Top of Data for this task

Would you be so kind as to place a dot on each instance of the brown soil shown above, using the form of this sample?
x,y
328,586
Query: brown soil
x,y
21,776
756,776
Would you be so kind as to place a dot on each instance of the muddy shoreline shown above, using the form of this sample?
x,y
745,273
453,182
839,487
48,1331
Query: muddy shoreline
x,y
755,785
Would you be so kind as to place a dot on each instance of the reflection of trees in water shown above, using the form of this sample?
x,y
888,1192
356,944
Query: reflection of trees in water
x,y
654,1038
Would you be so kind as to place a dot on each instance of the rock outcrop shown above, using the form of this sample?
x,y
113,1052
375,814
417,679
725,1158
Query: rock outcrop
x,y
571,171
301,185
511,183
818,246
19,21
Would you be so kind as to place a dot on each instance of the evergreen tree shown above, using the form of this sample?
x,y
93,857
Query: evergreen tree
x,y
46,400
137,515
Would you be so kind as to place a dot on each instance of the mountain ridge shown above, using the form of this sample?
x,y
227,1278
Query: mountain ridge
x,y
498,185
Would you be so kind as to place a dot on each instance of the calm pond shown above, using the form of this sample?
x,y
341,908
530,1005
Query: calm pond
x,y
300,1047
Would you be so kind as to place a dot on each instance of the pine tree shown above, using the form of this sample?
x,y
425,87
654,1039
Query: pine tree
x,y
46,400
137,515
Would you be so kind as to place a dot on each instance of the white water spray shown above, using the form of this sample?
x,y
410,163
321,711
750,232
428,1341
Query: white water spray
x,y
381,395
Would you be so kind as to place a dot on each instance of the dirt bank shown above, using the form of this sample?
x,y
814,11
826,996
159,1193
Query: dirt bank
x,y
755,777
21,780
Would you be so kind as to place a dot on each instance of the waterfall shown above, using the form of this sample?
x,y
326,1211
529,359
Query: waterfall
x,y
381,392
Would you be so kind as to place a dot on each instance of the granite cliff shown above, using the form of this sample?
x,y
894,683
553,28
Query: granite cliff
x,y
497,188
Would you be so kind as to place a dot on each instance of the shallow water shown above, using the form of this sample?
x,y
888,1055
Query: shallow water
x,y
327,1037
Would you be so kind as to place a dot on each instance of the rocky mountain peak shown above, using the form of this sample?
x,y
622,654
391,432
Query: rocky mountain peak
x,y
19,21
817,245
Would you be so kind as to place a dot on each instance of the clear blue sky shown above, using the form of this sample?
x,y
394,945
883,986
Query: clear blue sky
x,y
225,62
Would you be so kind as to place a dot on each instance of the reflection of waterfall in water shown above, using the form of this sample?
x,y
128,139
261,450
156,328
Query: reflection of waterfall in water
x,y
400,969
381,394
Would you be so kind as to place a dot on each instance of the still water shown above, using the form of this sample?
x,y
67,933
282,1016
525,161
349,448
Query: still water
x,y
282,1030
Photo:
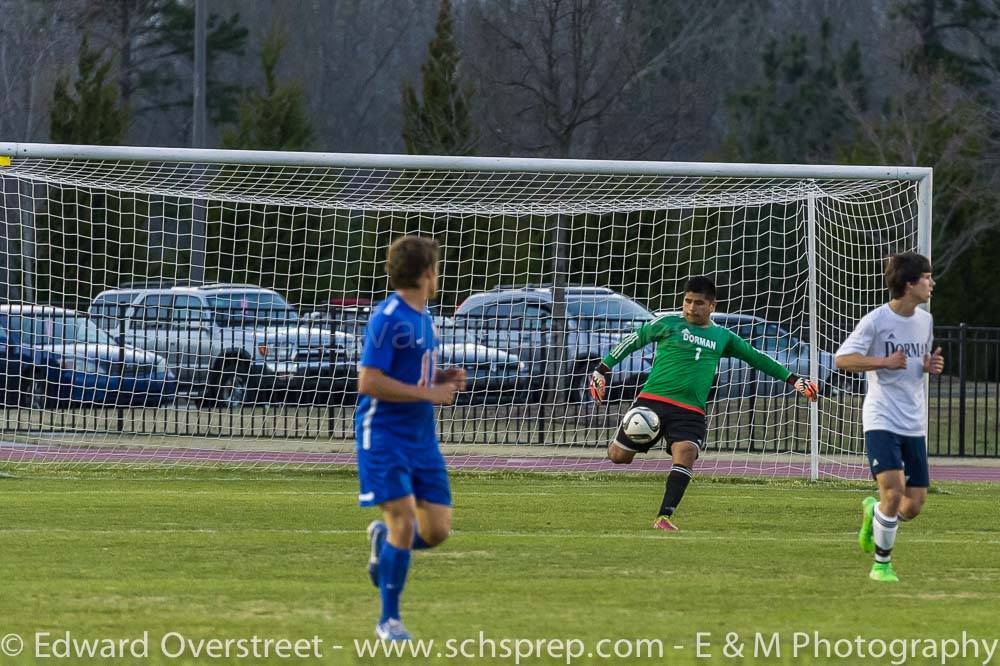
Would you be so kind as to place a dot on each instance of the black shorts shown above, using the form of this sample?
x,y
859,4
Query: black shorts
x,y
676,425
888,450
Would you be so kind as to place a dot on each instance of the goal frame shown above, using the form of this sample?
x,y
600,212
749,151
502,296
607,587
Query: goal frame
x,y
922,176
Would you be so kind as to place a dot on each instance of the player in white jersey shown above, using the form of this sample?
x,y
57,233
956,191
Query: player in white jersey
x,y
892,346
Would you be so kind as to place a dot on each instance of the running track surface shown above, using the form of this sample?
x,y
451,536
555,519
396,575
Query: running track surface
x,y
19,453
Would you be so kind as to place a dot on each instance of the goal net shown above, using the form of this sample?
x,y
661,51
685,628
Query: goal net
x,y
176,307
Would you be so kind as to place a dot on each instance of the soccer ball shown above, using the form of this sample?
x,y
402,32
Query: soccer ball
x,y
641,424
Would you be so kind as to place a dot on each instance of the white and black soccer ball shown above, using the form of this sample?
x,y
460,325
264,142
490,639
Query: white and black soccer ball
x,y
641,425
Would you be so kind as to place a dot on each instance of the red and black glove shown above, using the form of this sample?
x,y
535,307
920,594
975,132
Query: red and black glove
x,y
806,387
599,382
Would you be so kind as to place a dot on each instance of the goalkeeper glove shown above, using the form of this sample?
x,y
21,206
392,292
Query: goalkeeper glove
x,y
599,383
806,387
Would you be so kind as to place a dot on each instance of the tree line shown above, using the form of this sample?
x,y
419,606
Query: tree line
x,y
838,81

Bottom of Data for this task

The task calls for every line of the data to be returned exactly, without pictures.

> **Output**:
Would you be so kind as to place a dot on each instance of the brown soil shown above, using the form of this sample?
x,y
328,586
Query: brown soil
x,y
21,776
756,776
Would you be so kind as to place a dot on each instance of the muddy shoreline shown above, using the form of this sample?
x,y
745,273
453,182
839,487
48,1331
Query: muddy shoreline
x,y
755,785
Would you be so kind as to place a dot on each instance of the reflection of trees in water shown above, using the form of this sample?
x,y
888,1192
356,944
Query: reflection of trees in water
x,y
654,1038
Would you be so kind as to place a dot on each instance of the rock outcrop shown above, using the form of this sample?
x,y
113,1052
375,814
417,679
725,1158
Query: rock outcrop
x,y
571,171
301,185
511,183
818,246
19,21
Would you be so kind as to place a dot on each instance of the evergreen tree shown above, using the form of this sample?
x,y
93,857
Query: evergreen tree
x,y
46,400
137,515
Would you be so kind as to place a dot on each instance of the mountain ridge shown above, using the form of this sample?
x,y
227,1278
Query: mountain ridge
x,y
498,185
Would you be so kind as to place a dot on each instance of the calm pond shown above, using the form of this sample?
x,y
341,908
530,1005
Query: calm pond
x,y
300,1047
Would you be so kind as to place a dot on each instance of the pine tree shown above, using the form of this sample?
x,y
425,87
654,1039
Query: pine tree
x,y
46,400
137,515
Would you be so kind as to place a dot on each instance of the white water spray shown above, using the form of this sample?
x,y
410,163
321,711
750,232
428,1341
Query: white water spray
x,y
381,395
Would you be so kind as to place a dot on each instance of the dirt bank shown above, using the form of this sample?
x,y
814,11
826,996
159,1193
Query: dirt bank
x,y
755,777
21,780
Would you be so kind as to place a dot on each instance of the waterfall shown above, using the form of this sample?
x,y
326,1211
529,359
Query: waterfall
x,y
381,392
Would you be so kind as to place a dot on each instance of the granite cliff shown above, using the form of this sample?
x,y
894,683
553,28
Query: granite cliff
x,y
497,188
Would you be so kind as to place a dot on each instance of the shallow water shown above, using the form of this sample?
x,y
888,1055
Query: shallow water
x,y
327,1037
Would you be so kind as to place a dot on each instance of the rocky mountain peak shown above, using the form of this sample?
x,y
622,654
391,432
Query: rocky mountain peak
x,y
19,21
817,245
Would you be so kind as to place a dot on each instance of the clear blue sky shown above, using the form of this sample?
x,y
394,945
883,986
Query: clear blue sky
x,y
225,62
Would you be so kind as to place a dot on each instance of the reflection of waterfall in water shown above, using the form of this sample?
x,y
128,139
261,450
156,328
Query: reflection of waterfall in water
x,y
400,969
381,394
Would you be so kind as to place a dot on each instance of the still water shown above, using the form of this sample?
x,y
67,933
282,1016
525,161
349,448
Query: still water
x,y
282,1030
Photo:
Would you be so kind as to place a dot on each instance of the black shorts shown above, using the form of this sample?
x,y
859,4
Query: black shorts
x,y
676,425
888,450
Would you be so kind as to place a dot on each instance of the goal frame shown above, using the form of this sample?
x,y
600,212
749,151
502,296
607,587
Query: goal frame
x,y
922,176
Would you be so kind as to place a dot on each instance of the player in white jersey shown above, using the form of this sample?
x,y
57,233
956,191
Query: player in white jersey
x,y
892,346
Would you be so kind as to place a dot on each instance of the running track surface shown above, using the form of this sample?
x,y
451,536
555,519
396,575
Query: running track surface
x,y
19,453
Would you be so kind as to place a dot on each instance of the goal net shown above, using the form of this sample?
x,y
661,51
685,628
Query: goal net
x,y
176,307
Would you be so kind as to place a dot on each instance of the soccer ball shown above, using the form of this sample?
x,y
402,32
Query: soccer ball
x,y
641,424
Would you be so kind as to place a dot on each instance of the white and black soccer ball shown above, using the form of this sample?
x,y
460,325
264,142
490,639
Query: white and black soccer ball
x,y
641,425
Would you be so kind as to place a dot on each instance of the red and black glove shown above, using the form of this sample?
x,y
535,307
920,594
975,132
Query: red and black glove
x,y
806,387
599,382
Would you be so kind as to place a dot on each instance of the goalkeeper glove shown above, using the form of this sample?
x,y
21,206
392,292
Query: goalkeeper glove
x,y
599,383
806,387
Would you be so kind as to place a dot on each instance of the tree line shown above, using the form of this sample?
x,y
419,606
Query: tree line
x,y
838,81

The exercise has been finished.